** Given records **

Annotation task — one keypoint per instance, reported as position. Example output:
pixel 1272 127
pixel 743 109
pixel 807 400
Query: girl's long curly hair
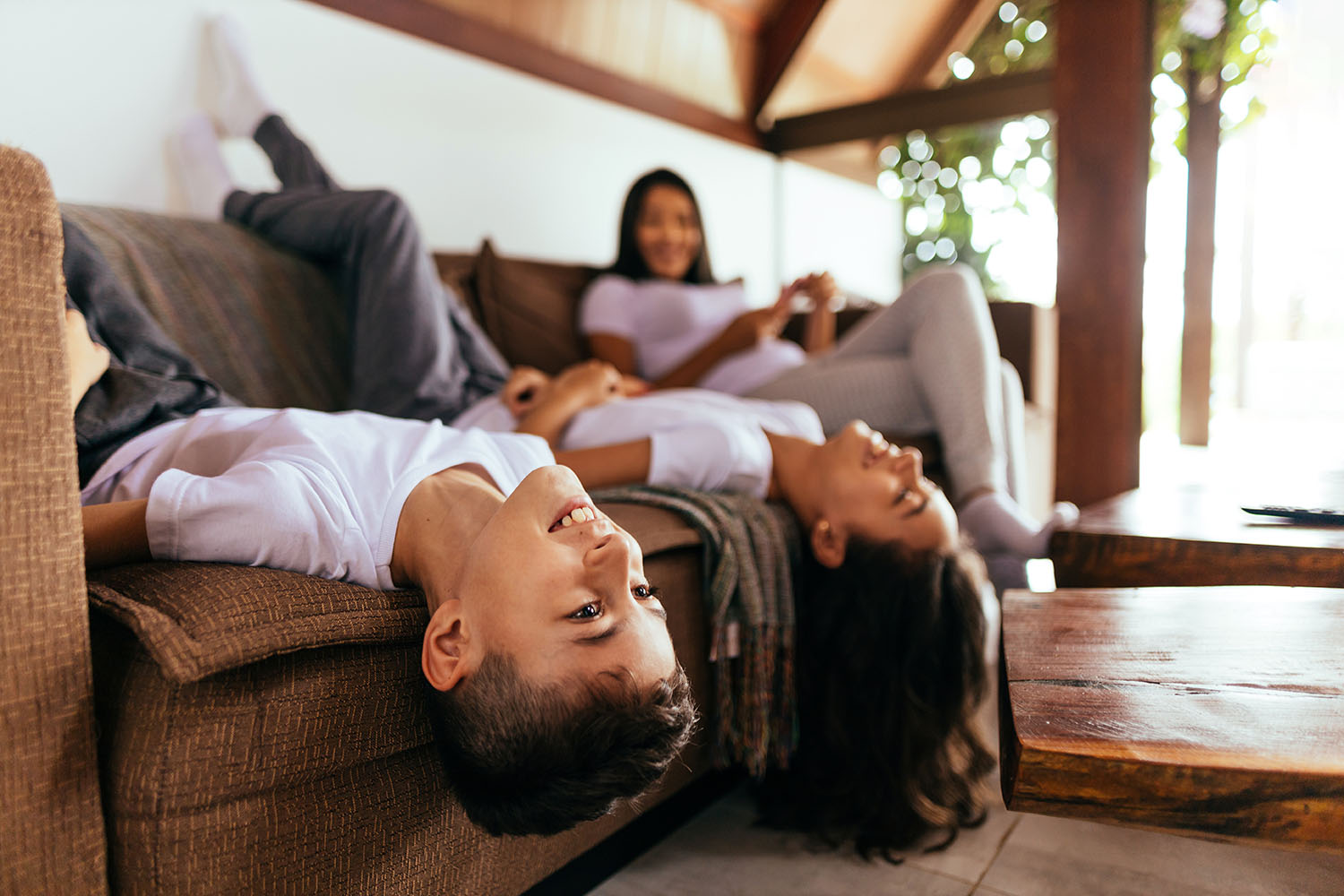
pixel 890 672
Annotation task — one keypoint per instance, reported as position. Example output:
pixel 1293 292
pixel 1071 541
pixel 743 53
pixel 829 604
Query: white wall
pixel 94 88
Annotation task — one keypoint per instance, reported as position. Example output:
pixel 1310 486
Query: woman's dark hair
pixel 538 759
pixel 629 263
pixel 890 667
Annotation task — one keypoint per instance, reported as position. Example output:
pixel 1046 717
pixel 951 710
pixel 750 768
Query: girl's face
pixel 876 490
pixel 667 231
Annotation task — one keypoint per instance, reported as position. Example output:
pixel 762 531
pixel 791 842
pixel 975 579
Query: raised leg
pixel 414 349
pixel 150 381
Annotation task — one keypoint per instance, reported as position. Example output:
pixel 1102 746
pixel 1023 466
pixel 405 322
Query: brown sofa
pixel 257 731
pixel 214 728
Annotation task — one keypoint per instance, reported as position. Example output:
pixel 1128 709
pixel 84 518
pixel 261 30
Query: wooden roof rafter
pixel 452 29
pixel 777 45
pixel 960 104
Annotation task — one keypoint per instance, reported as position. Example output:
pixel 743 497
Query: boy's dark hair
pixel 890 673
pixel 629 263
pixel 538 759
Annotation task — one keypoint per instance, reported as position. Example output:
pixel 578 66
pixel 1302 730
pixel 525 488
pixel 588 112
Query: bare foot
pixel 88 360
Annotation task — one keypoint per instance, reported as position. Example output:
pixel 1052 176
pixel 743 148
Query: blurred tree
pixel 965 188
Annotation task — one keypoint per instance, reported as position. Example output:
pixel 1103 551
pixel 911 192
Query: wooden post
pixel 1204 93
pixel 1104 132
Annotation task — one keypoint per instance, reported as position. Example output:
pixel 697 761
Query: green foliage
pixel 1021 38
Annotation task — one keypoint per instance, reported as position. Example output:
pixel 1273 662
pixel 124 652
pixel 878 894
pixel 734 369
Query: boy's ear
pixel 443 653
pixel 828 544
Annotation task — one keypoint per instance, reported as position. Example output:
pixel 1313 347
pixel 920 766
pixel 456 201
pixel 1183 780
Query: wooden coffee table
pixel 1193 535
pixel 1212 711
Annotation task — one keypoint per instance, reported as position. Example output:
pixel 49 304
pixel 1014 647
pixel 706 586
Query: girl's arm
pixel 88 360
pixel 116 533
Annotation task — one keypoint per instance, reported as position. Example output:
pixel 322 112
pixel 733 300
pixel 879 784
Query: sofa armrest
pixel 51 831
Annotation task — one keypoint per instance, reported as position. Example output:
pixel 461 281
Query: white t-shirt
pixel 699 440
pixel 295 489
pixel 668 323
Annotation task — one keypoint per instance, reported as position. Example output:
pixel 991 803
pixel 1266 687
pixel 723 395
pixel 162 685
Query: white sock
pixel 241 105
pixel 201 168
pixel 999 524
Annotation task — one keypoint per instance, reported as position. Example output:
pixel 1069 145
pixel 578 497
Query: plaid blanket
pixel 750 551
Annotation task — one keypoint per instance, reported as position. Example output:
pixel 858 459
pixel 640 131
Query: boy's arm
pixel 624 463
pixel 116 533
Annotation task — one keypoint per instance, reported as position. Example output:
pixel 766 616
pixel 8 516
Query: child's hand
pixel 524 389
pixel 589 384
pixel 632 386
pixel 88 359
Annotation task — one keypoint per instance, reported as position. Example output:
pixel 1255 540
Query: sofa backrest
pixel 529 308
pixel 263 323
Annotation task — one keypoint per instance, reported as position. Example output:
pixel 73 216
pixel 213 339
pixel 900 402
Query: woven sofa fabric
pixel 263 323
pixel 312 771
pixel 51 834
pixel 201 618
pixel 530 309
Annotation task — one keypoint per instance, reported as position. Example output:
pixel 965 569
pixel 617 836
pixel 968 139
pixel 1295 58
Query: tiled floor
pixel 1012 855
pixel 720 853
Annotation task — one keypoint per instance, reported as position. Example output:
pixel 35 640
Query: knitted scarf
pixel 750 548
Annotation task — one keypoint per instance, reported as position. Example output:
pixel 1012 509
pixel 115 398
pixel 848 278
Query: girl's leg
pixel 414 349
pixel 929 362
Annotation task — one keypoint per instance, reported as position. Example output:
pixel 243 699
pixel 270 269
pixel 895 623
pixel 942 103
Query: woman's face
pixel 667 231
pixel 876 490
pixel 562 598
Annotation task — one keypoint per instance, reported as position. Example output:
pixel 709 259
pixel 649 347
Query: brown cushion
pixel 201 618
pixel 457 271
pixel 529 308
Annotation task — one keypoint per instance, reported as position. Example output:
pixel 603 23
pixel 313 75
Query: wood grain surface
pixel 1193 535
pixel 1214 711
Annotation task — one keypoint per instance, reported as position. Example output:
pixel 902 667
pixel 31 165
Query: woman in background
pixel 927 363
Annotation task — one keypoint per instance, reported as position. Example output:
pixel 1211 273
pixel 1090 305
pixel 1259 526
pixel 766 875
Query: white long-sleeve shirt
pixel 295 489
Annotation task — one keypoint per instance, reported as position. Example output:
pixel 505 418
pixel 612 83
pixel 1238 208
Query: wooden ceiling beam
pixel 960 104
pixel 777 45
pixel 959 26
pixel 452 29
pixel 734 15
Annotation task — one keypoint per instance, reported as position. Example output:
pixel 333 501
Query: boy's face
pixel 559 599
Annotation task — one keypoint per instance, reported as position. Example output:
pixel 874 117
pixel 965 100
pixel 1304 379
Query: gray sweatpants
pixel 926 363
pixel 416 352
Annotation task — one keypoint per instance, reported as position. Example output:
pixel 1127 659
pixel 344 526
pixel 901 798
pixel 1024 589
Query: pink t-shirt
pixel 668 323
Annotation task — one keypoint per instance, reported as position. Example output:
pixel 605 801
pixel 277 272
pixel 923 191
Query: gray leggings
pixel 927 363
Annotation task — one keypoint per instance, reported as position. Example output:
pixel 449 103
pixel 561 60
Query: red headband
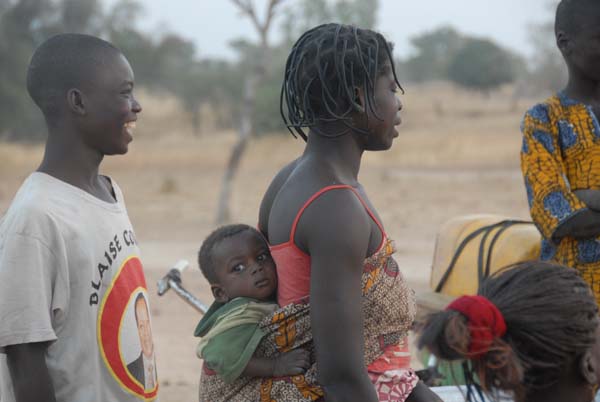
pixel 485 322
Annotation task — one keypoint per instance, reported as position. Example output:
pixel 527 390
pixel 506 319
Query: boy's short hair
pixel 205 255
pixel 570 12
pixel 63 62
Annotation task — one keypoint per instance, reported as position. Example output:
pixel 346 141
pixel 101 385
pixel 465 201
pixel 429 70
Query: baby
pixel 236 261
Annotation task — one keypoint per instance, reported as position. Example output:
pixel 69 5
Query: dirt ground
pixel 458 153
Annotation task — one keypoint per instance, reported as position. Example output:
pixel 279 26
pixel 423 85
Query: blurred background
pixel 210 137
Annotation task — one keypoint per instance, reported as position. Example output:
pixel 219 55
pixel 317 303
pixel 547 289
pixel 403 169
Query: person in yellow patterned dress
pixel 560 156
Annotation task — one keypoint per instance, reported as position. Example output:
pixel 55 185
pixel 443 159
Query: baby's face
pixel 244 267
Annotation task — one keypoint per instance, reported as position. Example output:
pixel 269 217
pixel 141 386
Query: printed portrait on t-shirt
pixel 125 332
pixel 143 367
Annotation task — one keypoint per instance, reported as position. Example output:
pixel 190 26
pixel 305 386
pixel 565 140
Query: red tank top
pixel 293 265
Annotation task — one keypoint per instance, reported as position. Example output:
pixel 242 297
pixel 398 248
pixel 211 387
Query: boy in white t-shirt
pixel 70 269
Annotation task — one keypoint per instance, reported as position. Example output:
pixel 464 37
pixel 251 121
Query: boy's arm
pixel 591 198
pixel 556 210
pixel 29 373
pixel 292 363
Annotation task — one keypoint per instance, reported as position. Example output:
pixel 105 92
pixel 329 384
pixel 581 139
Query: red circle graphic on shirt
pixel 126 284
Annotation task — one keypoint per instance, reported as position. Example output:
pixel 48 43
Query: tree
pixel 256 70
pixel 482 65
pixel 548 71
pixel 435 51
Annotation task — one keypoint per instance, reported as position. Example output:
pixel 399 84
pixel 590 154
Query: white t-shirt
pixel 70 273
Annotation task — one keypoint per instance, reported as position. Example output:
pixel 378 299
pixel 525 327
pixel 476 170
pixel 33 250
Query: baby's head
pixel 236 261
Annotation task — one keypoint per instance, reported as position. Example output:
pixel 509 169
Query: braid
pixel 325 67
pixel 551 319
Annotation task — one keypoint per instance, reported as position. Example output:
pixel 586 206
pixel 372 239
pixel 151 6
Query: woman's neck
pixel 343 152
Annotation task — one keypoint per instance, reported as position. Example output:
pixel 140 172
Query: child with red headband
pixel 530 332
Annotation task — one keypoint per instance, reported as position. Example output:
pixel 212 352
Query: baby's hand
pixel 291 363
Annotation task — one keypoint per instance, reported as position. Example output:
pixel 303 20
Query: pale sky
pixel 212 24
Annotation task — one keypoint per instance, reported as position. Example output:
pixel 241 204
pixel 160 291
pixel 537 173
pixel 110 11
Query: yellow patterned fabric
pixel 561 154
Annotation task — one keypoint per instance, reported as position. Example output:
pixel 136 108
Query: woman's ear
pixel 76 101
pixel 588 367
pixel 219 293
pixel 563 42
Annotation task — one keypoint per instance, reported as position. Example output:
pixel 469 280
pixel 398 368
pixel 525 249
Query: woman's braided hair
pixel 325 67
pixel 551 319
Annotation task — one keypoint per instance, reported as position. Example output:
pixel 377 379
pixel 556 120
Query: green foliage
pixel 482 65
pixel 435 50
pixel 548 69
pixel 475 63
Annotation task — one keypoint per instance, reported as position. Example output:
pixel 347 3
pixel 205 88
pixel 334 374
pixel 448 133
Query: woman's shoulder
pixel 274 187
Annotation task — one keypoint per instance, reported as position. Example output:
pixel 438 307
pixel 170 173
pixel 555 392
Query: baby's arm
pixel 290 363
pixel 422 393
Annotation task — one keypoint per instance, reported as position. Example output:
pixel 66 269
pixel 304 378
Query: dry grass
pixel 463 161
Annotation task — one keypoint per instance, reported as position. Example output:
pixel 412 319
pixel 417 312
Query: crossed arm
pixel 586 223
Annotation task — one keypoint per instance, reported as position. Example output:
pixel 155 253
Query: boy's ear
pixel 219 293
pixel 588 367
pixel 75 101
pixel 563 42
pixel 359 97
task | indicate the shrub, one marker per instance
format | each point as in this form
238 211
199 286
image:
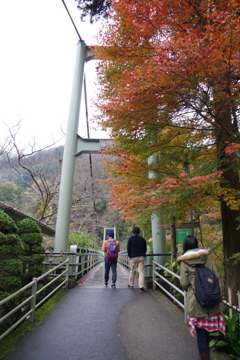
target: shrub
11 267
32 238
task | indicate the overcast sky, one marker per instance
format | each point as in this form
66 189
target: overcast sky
38 48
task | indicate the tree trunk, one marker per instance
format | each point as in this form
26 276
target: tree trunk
225 131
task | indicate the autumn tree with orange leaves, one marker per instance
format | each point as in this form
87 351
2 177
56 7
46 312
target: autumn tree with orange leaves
170 82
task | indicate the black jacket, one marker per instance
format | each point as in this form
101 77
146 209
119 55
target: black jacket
136 246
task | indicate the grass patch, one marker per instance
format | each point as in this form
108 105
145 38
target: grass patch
10 342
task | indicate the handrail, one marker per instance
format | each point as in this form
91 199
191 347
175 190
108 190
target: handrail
86 260
156 266
33 298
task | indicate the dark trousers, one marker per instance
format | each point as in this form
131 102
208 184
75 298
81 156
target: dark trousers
203 340
113 265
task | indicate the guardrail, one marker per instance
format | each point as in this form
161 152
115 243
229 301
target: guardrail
33 298
81 260
76 264
157 266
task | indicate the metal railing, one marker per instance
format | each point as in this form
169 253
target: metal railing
73 264
156 267
81 260
31 301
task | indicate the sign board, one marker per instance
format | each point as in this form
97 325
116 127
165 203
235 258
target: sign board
181 234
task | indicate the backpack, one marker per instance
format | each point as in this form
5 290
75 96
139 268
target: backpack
112 251
207 289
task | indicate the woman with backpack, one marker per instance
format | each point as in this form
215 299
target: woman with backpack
111 248
205 318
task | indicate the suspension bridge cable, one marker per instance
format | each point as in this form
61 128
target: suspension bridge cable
79 36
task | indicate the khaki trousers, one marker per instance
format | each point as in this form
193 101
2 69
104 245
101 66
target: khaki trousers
139 263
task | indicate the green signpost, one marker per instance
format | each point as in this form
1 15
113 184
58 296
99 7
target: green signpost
181 234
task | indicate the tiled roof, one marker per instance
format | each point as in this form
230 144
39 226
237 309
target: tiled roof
18 215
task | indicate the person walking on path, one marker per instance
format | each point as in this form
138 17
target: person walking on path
205 319
136 248
111 248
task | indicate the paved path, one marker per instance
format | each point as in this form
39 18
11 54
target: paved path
97 323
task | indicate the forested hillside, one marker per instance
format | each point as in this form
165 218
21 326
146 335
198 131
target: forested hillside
31 185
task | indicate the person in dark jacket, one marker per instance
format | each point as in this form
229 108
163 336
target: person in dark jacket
136 248
205 319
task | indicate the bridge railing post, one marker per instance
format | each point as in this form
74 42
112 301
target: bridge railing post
33 301
154 275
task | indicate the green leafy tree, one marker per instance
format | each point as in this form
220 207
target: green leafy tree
170 88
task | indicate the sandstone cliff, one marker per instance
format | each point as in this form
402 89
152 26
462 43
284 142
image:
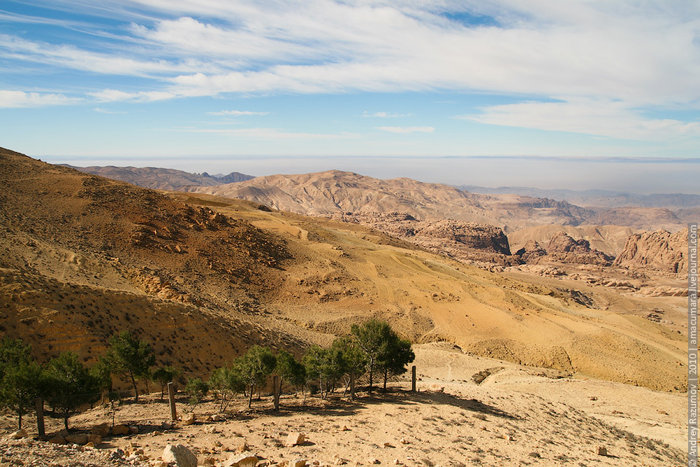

** Aim of the task **
The images in the entries above should be left out; please reproduce exactly the lines from the first through the one containing "pixel 829 604".

** Output below **
Annotation task — one keypoint per instance, reported as position. Example output:
pixel 1272 127
pixel 743 109
pixel 807 400
Query: girl's long curly hair
pixel 890 672
Annotation task — one keypoint per instance, reported as position. Example output:
pixel 1293 292
pixel 1071 541
pixel 743 53
pixel 829 604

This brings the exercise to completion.